[Collected data entries]
┄┄┄┄┄┄┄┄┄┄┄┄┄┄┄┄┄┄┄┄

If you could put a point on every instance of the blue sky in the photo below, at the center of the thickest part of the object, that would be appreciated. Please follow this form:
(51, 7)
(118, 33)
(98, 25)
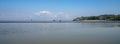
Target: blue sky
(46, 10)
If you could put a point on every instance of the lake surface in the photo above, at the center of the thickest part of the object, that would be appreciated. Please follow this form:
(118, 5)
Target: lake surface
(59, 33)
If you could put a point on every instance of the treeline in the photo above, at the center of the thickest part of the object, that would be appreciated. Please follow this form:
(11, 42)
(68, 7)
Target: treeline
(100, 17)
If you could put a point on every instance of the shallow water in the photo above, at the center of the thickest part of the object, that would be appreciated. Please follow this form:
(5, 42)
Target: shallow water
(59, 33)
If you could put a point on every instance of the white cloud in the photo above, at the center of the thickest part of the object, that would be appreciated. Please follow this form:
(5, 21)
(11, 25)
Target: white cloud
(53, 15)
(43, 13)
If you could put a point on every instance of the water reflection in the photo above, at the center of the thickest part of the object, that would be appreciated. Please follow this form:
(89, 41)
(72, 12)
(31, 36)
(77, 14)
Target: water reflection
(69, 33)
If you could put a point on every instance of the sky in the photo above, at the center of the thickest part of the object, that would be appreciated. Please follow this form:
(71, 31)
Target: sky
(48, 10)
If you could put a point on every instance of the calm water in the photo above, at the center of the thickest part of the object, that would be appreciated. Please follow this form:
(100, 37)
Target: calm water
(62, 33)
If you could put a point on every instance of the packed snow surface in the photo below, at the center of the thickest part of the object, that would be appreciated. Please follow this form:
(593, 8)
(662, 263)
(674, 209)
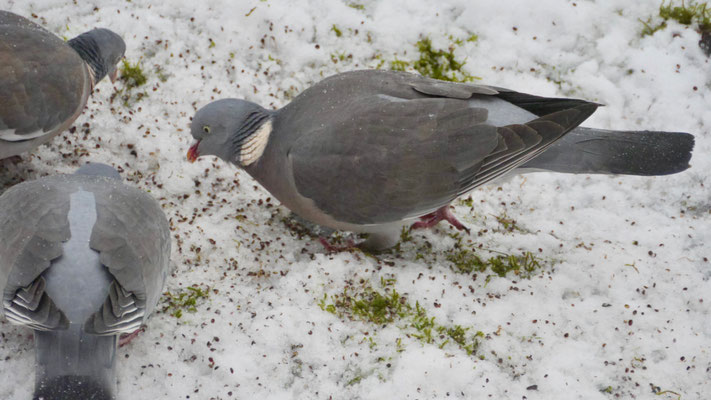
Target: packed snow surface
(619, 307)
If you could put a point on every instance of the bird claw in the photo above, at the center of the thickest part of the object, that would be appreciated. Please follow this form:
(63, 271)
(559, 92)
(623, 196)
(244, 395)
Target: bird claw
(442, 214)
(126, 338)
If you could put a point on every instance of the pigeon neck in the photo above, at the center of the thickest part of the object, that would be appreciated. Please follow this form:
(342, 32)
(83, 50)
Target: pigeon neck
(252, 137)
(88, 50)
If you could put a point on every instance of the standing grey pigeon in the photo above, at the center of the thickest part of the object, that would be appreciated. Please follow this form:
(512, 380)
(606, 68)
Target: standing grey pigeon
(368, 151)
(83, 259)
(45, 82)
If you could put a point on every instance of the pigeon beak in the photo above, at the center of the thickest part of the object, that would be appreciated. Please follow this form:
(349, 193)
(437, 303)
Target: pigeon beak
(193, 152)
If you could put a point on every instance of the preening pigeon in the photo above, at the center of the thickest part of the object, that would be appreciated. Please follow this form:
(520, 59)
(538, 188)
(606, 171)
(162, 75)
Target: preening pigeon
(83, 258)
(368, 151)
(45, 82)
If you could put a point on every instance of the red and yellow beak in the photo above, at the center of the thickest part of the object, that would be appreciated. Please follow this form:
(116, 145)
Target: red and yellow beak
(193, 152)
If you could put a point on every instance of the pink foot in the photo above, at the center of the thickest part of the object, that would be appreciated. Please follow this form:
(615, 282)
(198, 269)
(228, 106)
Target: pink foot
(126, 338)
(442, 214)
(350, 245)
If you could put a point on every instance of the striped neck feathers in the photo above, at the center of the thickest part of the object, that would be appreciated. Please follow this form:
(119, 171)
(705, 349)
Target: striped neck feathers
(88, 50)
(252, 138)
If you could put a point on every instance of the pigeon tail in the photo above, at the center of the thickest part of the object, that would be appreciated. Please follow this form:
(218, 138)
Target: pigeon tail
(600, 151)
(72, 364)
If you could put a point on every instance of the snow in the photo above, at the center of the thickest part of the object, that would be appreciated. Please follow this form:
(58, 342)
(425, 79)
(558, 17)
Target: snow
(603, 312)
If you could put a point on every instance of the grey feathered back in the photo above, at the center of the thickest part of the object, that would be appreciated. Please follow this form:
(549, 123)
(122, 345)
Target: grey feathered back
(131, 234)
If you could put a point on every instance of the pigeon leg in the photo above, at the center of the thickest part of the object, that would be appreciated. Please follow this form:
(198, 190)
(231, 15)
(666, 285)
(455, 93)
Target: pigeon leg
(442, 214)
(127, 337)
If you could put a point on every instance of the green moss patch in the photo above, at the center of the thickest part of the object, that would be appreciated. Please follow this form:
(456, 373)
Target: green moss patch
(132, 76)
(435, 63)
(467, 261)
(183, 300)
(385, 306)
(683, 13)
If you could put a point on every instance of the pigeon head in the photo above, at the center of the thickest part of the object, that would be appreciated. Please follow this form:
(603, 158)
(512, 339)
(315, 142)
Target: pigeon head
(234, 130)
(101, 49)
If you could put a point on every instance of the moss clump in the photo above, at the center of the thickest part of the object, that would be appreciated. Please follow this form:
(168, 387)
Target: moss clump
(436, 63)
(386, 306)
(685, 14)
(337, 31)
(185, 299)
(466, 261)
(132, 75)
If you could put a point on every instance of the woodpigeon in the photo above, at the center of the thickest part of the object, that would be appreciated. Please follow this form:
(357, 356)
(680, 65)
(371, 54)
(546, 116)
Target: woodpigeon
(45, 82)
(368, 151)
(83, 259)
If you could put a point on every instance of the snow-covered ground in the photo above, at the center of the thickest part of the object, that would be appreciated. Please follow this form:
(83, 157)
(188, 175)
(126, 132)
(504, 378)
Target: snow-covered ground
(619, 309)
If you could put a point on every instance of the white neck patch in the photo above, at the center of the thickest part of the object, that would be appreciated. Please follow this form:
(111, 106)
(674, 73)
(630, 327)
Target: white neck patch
(254, 146)
(92, 77)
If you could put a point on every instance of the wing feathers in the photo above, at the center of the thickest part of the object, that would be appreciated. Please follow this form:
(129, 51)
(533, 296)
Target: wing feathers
(33, 308)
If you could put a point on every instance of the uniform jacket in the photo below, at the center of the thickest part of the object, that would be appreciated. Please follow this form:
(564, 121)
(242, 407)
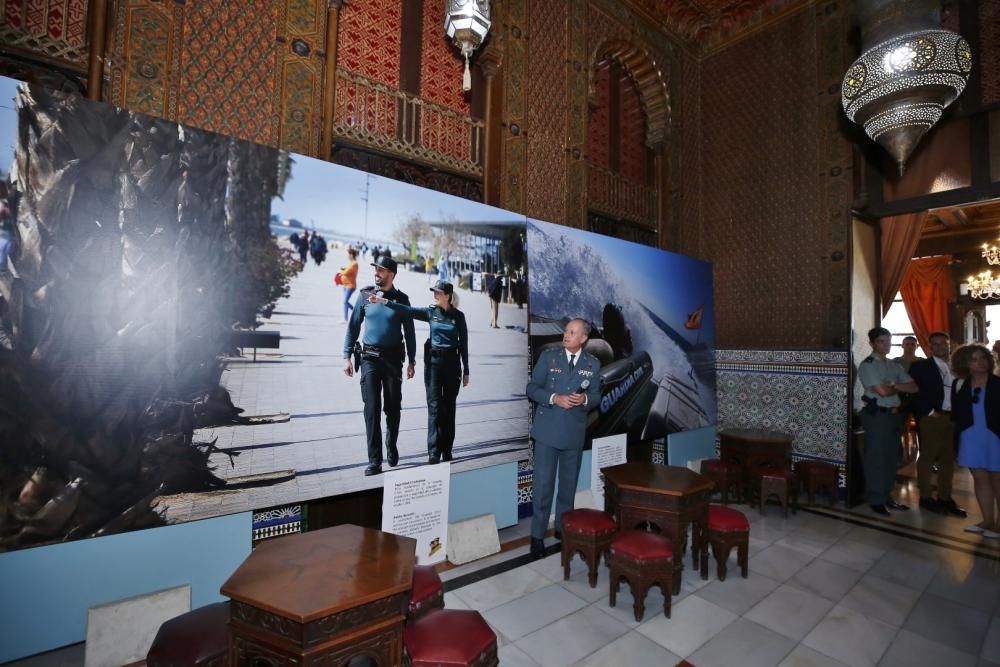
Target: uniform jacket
(554, 426)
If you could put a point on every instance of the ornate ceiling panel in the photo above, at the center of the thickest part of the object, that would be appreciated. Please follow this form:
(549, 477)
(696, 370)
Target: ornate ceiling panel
(708, 22)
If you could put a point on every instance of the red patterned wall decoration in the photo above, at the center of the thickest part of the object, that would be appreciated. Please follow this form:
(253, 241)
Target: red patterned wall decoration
(368, 39)
(56, 30)
(598, 129)
(441, 64)
(546, 86)
(252, 71)
(634, 155)
(762, 202)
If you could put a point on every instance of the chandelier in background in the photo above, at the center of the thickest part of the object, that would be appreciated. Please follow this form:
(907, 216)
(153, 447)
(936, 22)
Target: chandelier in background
(466, 24)
(910, 71)
(991, 254)
(984, 286)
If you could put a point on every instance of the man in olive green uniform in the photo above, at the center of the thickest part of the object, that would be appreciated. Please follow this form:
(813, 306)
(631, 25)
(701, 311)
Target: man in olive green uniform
(883, 380)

┄┄┄┄┄┄┄┄┄┄┄┄┄┄┄┄┄┄┄┄

Task objective:
Omit the pictures. Output every record above word for word.

Result for this task:
If you could put a point on every instance of the blue sky in the photo below, at the center of the thickest part of the object, that would be appreciated. Please follow this form:
(51, 7)
(118, 33)
(98, 25)
Target: blue sky
(46, 10)
If you could put a point on every instance of the lake surface in the photo above, at the center of the thickest part of the object, that would be appreciated. Please follow this form:
(118, 5)
Target: lake surface
(59, 33)
If you could put a point on every instance of the treeline in the photo above, at the center of the thickest part of the object, that would be appreciated. Please follow this form:
(11, 42)
(68, 7)
Target: treeline
(100, 17)
If you could put a point on every instance of the shallow water in the photo above, at the center of the thickest part of the object, that would be appreciated. Please follow this form:
(5, 42)
Target: shallow water
(59, 33)
If you could put a point on every instance of the white cloud in the photo above, at the center of the thickest part of the object, that would be appreciated. Please follow this form:
(5, 21)
(11, 25)
Target: white cloud
(53, 15)
(43, 13)
If you could put a point on every instance of the water reflection in the photo above, at the center of the thickest part of the object, that would be appreciated. Please follow this form:
(89, 41)
(72, 12)
(31, 36)
(77, 14)
Target: water reflection
(69, 33)
If you could put a point on every instance of the sky in the photo above, at the center of the thickest part of the object, that would be appreciated. Please follow this form:
(71, 31)
Target: sky
(48, 10)
If you could put a point on every instance of the calm water in the photo above, at the center of the thickest part of the object, that would be appreciated. Please follow this form:
(100, 37)
Target: calm water
(62, 33)
If you could put a point on every instance of the packed snow surface in the photo below, at the center of the thickest part of the object, that would be appreciated. Please follow this form:
(593, 8)
(662, 263)
(674, 209)
Target: packed snow surface
(619, 307)
If you could put a point on every instance of the bird claw in the photo above, at the center of the thickest part of the object, that would be appreciated. Please follow this form:
(63, 271)
(559, 92)
(623, 196)
(244, 395)
Target: bird claw
(442, 214)
(126, 338)
If you could put a point on every instance of the pigeon neck in the photo above, at the center of the thickest part of the object, that would be appreciated. Please follow this form:
(342, 32)
(83, 50)
Target: pigeon neck
(252, 137)
(88, 50)
If you could put a point on every instance of the standing grey pigeon in the photo above, at the center of the thickest part of the object, that would be appreciated. Please follow this form:
(512, 380)
(606, 68)
Target: standing grey pigeon
(368, 151)
(83, 259)
(45, 82)
If you could put a point on every instance of the pigeon beak in the photo above, at the center of the thickest part of the object, that would be appreciated. Please follow this form:
(349, 193)
(437, 303)
Target: pigeon beak
(193, 152)
If you could put a point on every instance of the preening pigeon in the photo above, at the center of the thickest part of the object, that would be appreciated. Please follow this form:
(520, 59)
(538, 188)
(606, 171)
(162, 75)
Target: preening pigeon
(83, 258)
(368, 151)
(45, 82)
If you could put a point on every instance of the red and yellow beak in the photo above, at the center of the thickest part of the object, that would be appreciated. Please follow this form:
(116, 145)
Target: red and yellow beak
(193, 152)
If you could put a point on every instance of the pink foot in the photo above, at the center of the thickest part of the object, that would be appreciated. Please follow this form:
(615, 282)
(198, 269)
(228, 106)
Target: pink foot
(126, 338)
(442, 214)
(350, 245)
If you could put a point on every instance of the striped neck feathers in the photo above, at the center of the thickest part of the object, that would be appreciated. Please follow this form:
(119, 171)
(705, 349)
Target: striped neck feathers
(88, 50)
(252, 138)
If you could put a point on every instance of the pigeon tail in the photo above, at the center of the thickest part of the object, that would be appreciated. Please follow this form:
(218, 138)
Target: pigeon tail
(600, 151)
(72, 364)
If you could put a point on every instance of the snow in the photo above, at the center of the thickest part of the object, that would be appreciated. Please follow this form:
(58, 342)
(425, 79)
(558, 17)
Target: snow
(603, 312)
If you could put a point on every instance of the grey feathered back in the photo above, at the center of the thickest part of the object, that would be appreciated. Please follow this form:
(549, 123)
(122, 345)
Target: grey feathered back
(131, 234)
If you could put a point on every instance of the pigeon leg in the photo above, at the center of the thickest part of the object, that would be appreciated. Please follow this form:
(198, 190)
(231, 15)
(666, 285)
(455, 93)
Target: pigeon leg
(442, 214)
(127, 337)
If you could put a point on every instance of the green moss patch in the photo above, at the center of the thickest part of the object, that would be appreciated. Please follow this form:
(456, 373)
Target: green moss patch
(132, 76)
(435, 63)
(467, 261)
(183, 300)
(385, 306)
(683, 13)
If you could put a point on every instance of the pigeon head in the photo above, at the center of the thickest part of the object, that would be appreciated. Please follow this form:
(603, 158)
(512, 339)
(315, 142)
Target: pigeon head
(234, 130)
(101, 49)
If you could put a point on every instance of the moss clump in the photo above, at the center of the thickest part of the object, that would be appreciated. Please follow this form:
(168, 387)
Target: moss clump
(436, 63)
(386, 306)
(685, 14)
(337, 31)
(185, 299)
(466, 261)
(132, 75)
If you could put a point on every instance of the woodpigeon in the photo above, at the center of the thickest part of the object, that would be appreciated. Please follow this form:
(357, 356)
(680, 65)
(371, 54)
(546, 116)
Target: woodpigeon
(45, 82)
(368, 151)
(83, 259)
If you could put a point on every instance of the snow-covered ground in the photo above, at the center of the thickest part of the object, that would be appreciated. Please follow this form:
(83, 157)
(188, 175)
(126, 132)
(504, 378)
Target: snow-covered ground
(619, 309)
If you could put a point on every instance of the white neck patch in the photo above, at the center of the thickest part of the object, that would be appreciated. Please follow this form:
(111, 106)
(674, 73)
(630, 327)
Target: white neck patch
(254, 146)
(92, 77)
If you could put a point on every instance of the wing feathers in the photo above, at the center of the thickest part of the object, that would be appreciated. Please follow this form:
(129, 51)
(533, 296)
Target: wing feathers
(33, 308)
If you could put a point on every instance of the uniform jacket in the photo below, at the center of the thickest part of the object, that would be appreciated. Please follow this form:
(564, 121)
(242, 407)
Target: uniform jacket
(554, 426)
If you could put a point on every instance of the ornate ceiling panel in the photo above, at the center of the thickest part of the object, that would be appreciated. Please follow this form:
(549, 477)
(696, 370)
Target: ornate ceiling panel
(708, 22)
If you could put a point on every instance of the red patterned wall decoration in the photo above, at the center of the thickest part of the object, that would be appreciated. Please follow this form:
(253, 241)
Target: red patterned wall decoration
(368, 39)
(56, 30)
(598, 129)
(441, 64)
(546, 86)
(252, 71)
(634, 155)
(762, 202)
If you could put a point on every instance of the chandelier in background in the photo above, at the center of the thickest part of the object, that would be appreciated. Please follow this form:
(907, 216)
(153, 447)
(936, 22)
Target: chandelier in background
(466, 24)
(910, 71)
(991, 254)
(984, 286)
If you could put a point on every instance of the man in olive green uniform in the photo above, at the center of the thickest part of the object, that would be appreciated. Please follow this form:
(813, 306)
(631, 25)
(701, 311)
Target: man in olive green uniform
(883, 380)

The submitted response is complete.